_SOURCE MATERIAL_.
++++

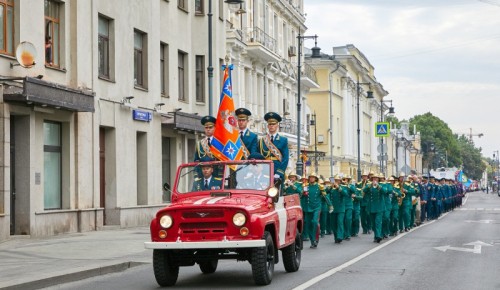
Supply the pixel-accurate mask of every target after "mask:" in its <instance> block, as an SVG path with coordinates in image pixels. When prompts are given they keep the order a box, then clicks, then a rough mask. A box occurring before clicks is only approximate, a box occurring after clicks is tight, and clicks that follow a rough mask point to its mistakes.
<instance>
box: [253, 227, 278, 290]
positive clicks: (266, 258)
mask: <svg viewBox="0 0 500 290" xmlns="http://www.w3.org/2000/svg"><path fill="white" fill-rule="evenodd" d="M264 240H265V241H266V246H265V247H262V248H255V249H252V259H251V260H252V274H253V279H254V281H255V284H257V285H269V284H270V283H271V281H272V280H273V274H274V244H273V238H272V237H271V234H270V233H269V232H267V231H266V232H264Z"/></svg>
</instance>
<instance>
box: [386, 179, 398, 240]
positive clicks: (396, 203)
mask: <svg viewBox="0 0 500 290" xmlns="http://www.w3.org/2000/svg"><path fill="white" fill-rule="evenodd" d="M389 182H390V184H391V187H390V188H389V190H390V189H392V192H389V193H388V195H389V199H390V200H391V207H390V209H391V213H390V216H389V235H390V236H397V235H398V216H399V200H400V199H401V190H400V189H399V183H396V178H395V176H391V177H389Z"/></svg>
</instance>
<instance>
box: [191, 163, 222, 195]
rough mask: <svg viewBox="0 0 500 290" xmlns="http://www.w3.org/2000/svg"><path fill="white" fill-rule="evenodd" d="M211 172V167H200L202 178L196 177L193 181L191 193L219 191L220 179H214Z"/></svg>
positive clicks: (211, 170)
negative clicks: (196, 177)
mask: <svg viewBox="0 0 500 290" xmlns="http://www.w3.org/2000/svg"><path fill="white" fill-rule="evenodd" d="M213 172H214V168H213V167H212V165H202V166H201V173H202V176H203V177H197V178H195V179H194V183H193V189H192V191H202V190H210V189H212V190H213V189H221V187H222V180H221V178H218V177H214V176H213Z"/></svg>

++++

_WHAT YOU HAVE TO DO_.
Since the pictures are not wanted, write out the rest of the data exactly as it reads.

_EXERCISE SOLUTION_.
Supply the pixel-accurate mask of every target after "mask:" in its <instance> block, as an SVG path with coordinates in image pixels. When prompts are given they keep the order a box, then clicks, then a rough mask. A box occurring before clicks is only approximate, a box occurring after clicks is tight, and clicks that follow a rough mask point to its mistakes.
<instance>
box: [253, 227, 278, 290]
positive clicks: (266, 258)
mask: <svg viewBox="0 0 500 290" xmlns="http://www.w3.org/2000/svg"><path fill="white" fill-rule="evenodd" d="M264 240H265V241H266V246H265V247H262V248H255V249H252V259H251V260H252V274H253V279H254V281H255V284H257V285H269V284H270V283H271V281H272V280H273V274H274V244H273V238H272V237H271V234H270V233H269V232H267V231H266V232H264Z"/></svg>
</instance>
<instance>
box: [386, 179, 398, 240]
positive clicks: (396, 203)
mask: <svg viewBox="0 0 500 290" xmlns="http://www.w3.org/2000/svg"><path fill="white" fill-rule="evenodd" d="M389 182H390V184H391V187H390V188H389V190H390V189H392V192H389V193H388V195H389V199H390V200H391V207H390V209H391V213H390V216H389V235H390V236H397V235H398V216H399V200H400V199H401V190H400V189H399V183H396V178H395V176H391V177H389Z"/></svg>
</instance>
<instance>
box: [191, 163, 222, 195]
rough mask: <svg viewBox="0 0 500 290" xmlns="http://www.w3.org/2000/svg"><path fill="white" fill-rule="evenodd" d="M211 172V167H200L202 178L196 177L193 181L191 193L219 191L220 179H214Z"/></svg>
positive clicks: (211, 170)
negative clicks: (196, 177)
mask: <svg viewBox="0 0 500 290" xmlns="http://www.w3.org/2000/svg"><path fill="white" fill-rule="evenodd" d="M213 172H214V168H213V167H212V165H202V166H201V173H202V176H203V177H197V178H195V179H194V183H193V189H192V191H202V190H210V189H212V190H213V189H221V187H222V180H221V178H218V177H214V176H213Z"/></svg>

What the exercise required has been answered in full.